→ Data listing:
***
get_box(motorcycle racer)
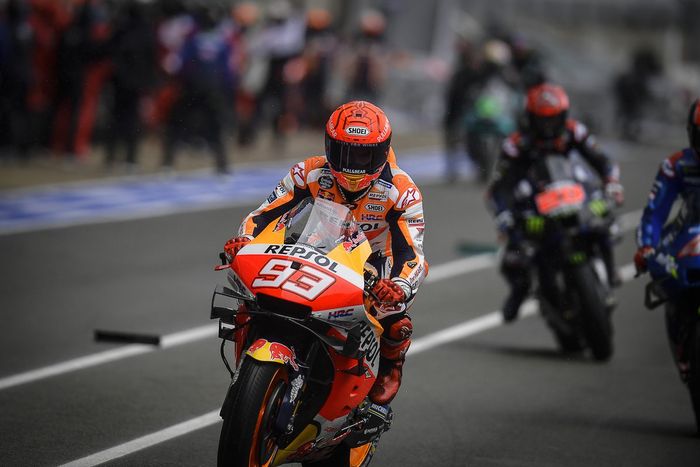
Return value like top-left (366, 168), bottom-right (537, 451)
top-left (224, 100), bottom-right (427, 406)
top-left (487, 83), bottom-right (623, 322)
top-left (635, 99), bottom-right (700, 272)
***
→ What the exercise asks: Please print all the entries exactly as written, but drop the pictures.

→ Expected output:
get_box(motorcycle racer)
Return value like top-left (366, 168), bottom-right (537, 451)
top-left (224, 100), bottom-right (427, 406)
top-left (487, 83), bottom-right (623, 322)
top-left (635, 99), bottom-right (700, 272)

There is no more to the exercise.